- _Given passage_
--- Start ---
Tensorflow I/O
Data Download and Extract
Taking cifar10 as an example,
DATA_URL = 'https://www.cs.toronto.edu/~kriz/cifar-10-binary.tar.gz'
filename = DATA_URL.split('/')[-1]
filepath = os.path.join(path, filename)
#output: path\filename
A programming skill can be use to display the download progress bar:
def _progress(count, block_size, total_size):
sys.stdout.write('\r>> Downloading %s %.1%%' % (filename,
100.0 * count * block_size / total_size))
sys.stdout.flush()
In this code, the function write()
is just same as function print()
, but it can be better used in file status print.
If you want to download models form internet, some URL API can be used:
from six.moves import urllib
files, header = urllib.request.urlretrieve(DATA_URL, filepath, _progress)
Then show the file info such as file size:
statinfo = os.stat(files)
print('Successfully download', files, statinfo.st_size, 'bytes.')
If you download a compressed file( the general is tar.gz file) and want to decompress it:
import tarfile
tarfile.open(files, 'r:gz').extractall(your_file_path)
Now, the file was successfully download and extracted.
Tensorflow Persistent Storage
import tensorflow as tf
v = tf.Variable(0,dtype = tf.float32,name='v')
for variables in tf.global_variables():
print(variables.name)
ema = tf.train.ExponentialMovingAverage(0.99)
maintain_average_op = ema.apply(tf.global_variables())
for variables in tf.global_variables():
print(variables.name)
saver = tf.train.Saver()
with tf.Session() as sess:
init_op = tf.global_variables_initializer()
sess.run(init_op)
sess.run(tf.assign(v,10))
sess.run(maintain_average_op)
saver.save(sess,"model/model.ckpt")
print(sess.run([v,ema.average(v)]))
then use it:
import tensorflow as tf
v = tf.Variable(0,dtype = tf.float32,name = 'v')
ema = tf.train.ExponentialMovingAverage(0.99)
print(ema.variables_to_restore())
#output: {u'v/ExponentialMovingAverage': <tf.Variable 'v:0' shape=() dtype=float32_ref>}
saver = tf.train.Saver(ema.variables_to_restore())
with tf.Session() as sess:
saver.restore(sess,"model/model.ckpt")
print(sess.run(v))
if want to read checkpoint:
import tensorflow as tf
reader = tf.train.NewCheckpointReader('model/model.ckpt')
all_variables = reader.get_variable_to_shape_map()
for variable_name in all_variables:
print(variable_name,all_variables[variable_name])
--- End ---
- _Records held in a dataset_
--- Start ---
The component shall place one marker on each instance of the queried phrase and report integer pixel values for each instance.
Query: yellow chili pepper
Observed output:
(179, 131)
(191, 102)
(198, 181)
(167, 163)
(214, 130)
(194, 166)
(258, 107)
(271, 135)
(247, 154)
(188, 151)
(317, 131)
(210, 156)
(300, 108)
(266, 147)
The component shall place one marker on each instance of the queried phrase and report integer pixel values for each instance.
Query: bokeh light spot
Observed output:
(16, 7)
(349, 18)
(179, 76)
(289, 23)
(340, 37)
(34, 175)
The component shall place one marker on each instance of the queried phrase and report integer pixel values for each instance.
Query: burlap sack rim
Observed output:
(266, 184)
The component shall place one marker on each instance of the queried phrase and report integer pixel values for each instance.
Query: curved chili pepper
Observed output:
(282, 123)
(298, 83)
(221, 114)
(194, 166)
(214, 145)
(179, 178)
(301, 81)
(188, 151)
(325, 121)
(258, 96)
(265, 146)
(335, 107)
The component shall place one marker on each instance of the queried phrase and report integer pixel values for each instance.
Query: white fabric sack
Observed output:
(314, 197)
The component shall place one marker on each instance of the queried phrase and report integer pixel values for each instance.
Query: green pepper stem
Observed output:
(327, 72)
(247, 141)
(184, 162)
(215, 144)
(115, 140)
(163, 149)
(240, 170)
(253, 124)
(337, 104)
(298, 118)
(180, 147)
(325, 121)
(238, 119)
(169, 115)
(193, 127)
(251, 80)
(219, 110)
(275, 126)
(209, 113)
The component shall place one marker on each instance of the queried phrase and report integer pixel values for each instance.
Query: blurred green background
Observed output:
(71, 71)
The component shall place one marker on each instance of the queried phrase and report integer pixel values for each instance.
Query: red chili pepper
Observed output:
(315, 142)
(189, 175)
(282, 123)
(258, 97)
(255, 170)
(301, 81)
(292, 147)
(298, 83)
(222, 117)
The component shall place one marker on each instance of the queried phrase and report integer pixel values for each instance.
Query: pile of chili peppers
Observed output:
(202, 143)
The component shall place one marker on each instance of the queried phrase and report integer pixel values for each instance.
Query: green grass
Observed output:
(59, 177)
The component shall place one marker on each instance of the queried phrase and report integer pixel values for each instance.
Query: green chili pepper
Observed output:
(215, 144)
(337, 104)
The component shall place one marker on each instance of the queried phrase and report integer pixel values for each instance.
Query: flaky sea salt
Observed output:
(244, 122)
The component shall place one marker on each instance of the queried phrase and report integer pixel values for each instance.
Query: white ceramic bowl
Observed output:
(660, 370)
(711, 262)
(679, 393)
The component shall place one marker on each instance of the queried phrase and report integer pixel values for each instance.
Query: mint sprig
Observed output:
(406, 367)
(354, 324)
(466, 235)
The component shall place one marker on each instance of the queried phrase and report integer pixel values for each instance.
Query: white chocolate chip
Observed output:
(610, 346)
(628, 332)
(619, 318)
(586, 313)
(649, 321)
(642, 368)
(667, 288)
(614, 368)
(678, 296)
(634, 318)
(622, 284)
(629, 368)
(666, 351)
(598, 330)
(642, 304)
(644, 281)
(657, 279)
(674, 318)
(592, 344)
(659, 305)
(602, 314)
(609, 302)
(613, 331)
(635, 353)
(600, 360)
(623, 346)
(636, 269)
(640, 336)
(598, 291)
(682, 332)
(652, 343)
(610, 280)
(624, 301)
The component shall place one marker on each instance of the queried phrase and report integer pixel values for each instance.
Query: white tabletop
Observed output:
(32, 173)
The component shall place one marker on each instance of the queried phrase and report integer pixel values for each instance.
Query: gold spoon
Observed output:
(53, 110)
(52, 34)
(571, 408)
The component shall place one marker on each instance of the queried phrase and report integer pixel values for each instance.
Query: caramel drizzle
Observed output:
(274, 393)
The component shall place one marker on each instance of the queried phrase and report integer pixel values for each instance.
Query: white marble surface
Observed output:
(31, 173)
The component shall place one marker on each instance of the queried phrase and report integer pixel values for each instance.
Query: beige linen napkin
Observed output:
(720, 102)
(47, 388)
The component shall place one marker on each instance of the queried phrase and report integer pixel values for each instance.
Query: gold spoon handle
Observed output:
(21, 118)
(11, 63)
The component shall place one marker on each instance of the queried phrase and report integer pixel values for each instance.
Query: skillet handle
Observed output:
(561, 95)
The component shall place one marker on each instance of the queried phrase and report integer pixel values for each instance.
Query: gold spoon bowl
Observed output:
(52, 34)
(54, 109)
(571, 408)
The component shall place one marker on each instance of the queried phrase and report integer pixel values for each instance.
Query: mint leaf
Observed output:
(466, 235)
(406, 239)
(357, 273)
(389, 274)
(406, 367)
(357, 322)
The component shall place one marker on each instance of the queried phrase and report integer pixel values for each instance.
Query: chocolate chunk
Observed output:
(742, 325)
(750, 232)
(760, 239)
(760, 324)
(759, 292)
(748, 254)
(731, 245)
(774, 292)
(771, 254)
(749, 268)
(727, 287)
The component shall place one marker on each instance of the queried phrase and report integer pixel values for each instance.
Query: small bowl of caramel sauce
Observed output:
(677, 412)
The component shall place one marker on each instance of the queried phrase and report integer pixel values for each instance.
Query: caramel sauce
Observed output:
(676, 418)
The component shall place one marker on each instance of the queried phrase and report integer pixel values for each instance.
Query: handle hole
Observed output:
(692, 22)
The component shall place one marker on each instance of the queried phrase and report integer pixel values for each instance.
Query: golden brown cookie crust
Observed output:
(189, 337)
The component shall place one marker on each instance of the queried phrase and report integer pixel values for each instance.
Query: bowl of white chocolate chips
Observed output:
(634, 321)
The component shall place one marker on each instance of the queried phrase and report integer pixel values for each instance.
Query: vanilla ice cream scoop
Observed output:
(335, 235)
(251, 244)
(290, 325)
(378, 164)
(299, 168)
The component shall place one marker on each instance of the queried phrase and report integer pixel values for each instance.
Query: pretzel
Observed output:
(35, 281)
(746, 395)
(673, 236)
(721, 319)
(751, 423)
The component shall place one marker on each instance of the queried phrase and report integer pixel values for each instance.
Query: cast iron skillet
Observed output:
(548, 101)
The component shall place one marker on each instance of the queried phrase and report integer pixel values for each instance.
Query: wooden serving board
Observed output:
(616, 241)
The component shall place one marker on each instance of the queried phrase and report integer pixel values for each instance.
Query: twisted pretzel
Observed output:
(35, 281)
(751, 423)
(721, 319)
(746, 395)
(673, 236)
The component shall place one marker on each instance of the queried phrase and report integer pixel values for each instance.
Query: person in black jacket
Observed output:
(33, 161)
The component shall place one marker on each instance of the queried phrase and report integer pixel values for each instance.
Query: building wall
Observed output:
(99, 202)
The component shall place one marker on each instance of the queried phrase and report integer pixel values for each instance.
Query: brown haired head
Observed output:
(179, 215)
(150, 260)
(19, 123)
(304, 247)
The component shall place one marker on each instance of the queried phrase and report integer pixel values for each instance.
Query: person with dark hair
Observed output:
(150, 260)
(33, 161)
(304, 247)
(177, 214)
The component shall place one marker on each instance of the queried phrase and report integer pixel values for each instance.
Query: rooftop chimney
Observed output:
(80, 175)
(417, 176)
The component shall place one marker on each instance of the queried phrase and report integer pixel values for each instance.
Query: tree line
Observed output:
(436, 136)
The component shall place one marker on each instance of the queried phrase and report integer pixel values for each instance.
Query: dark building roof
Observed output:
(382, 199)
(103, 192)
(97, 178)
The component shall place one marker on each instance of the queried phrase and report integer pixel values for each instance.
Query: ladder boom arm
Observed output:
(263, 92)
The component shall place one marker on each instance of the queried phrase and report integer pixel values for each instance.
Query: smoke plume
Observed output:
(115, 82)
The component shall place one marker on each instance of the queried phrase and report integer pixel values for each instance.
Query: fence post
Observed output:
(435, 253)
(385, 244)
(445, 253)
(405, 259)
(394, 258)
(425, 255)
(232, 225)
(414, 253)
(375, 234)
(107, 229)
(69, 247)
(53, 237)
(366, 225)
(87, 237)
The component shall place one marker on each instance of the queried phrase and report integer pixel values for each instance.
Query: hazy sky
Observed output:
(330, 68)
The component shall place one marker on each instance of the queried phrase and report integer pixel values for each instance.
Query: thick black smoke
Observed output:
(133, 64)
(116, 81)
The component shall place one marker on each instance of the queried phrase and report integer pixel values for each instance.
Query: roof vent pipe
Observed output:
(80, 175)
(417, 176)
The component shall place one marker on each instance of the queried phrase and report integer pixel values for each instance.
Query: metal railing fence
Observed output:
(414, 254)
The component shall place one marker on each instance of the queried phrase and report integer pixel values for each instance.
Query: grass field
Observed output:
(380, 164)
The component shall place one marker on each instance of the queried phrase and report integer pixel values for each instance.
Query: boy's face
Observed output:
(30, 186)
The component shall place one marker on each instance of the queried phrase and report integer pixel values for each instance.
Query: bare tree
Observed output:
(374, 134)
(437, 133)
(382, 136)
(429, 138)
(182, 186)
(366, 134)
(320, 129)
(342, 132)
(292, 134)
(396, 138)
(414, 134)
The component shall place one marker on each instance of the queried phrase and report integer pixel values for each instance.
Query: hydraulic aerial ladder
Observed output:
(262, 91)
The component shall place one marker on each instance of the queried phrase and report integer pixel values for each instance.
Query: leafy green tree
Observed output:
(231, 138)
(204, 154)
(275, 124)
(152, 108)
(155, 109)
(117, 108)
--- End ---
- _Complete the following_
1 > In the TensorFlow I/O page, which dataset is used as the example for downloading and extracting data?
2 > Copy part of the TensorFlow I/O page word for word, starting at the words "print(ema.variables_to_restore())" and stopping after "print(sess.run(v))".

- _Solved problems_
1 > cifar10

2 >
print(ema.variables_to_restore())
#output: {u'v/ExponentialMovingAverage': <tf.Variable 'v:0' shape=() dtype=float32_ref>}
saver = tf.train.Saver(ema.variables_to_restore())
with tf.Session() as sess:
saver.restore(sess,"model/model.ckpt")
print(sess.run(v))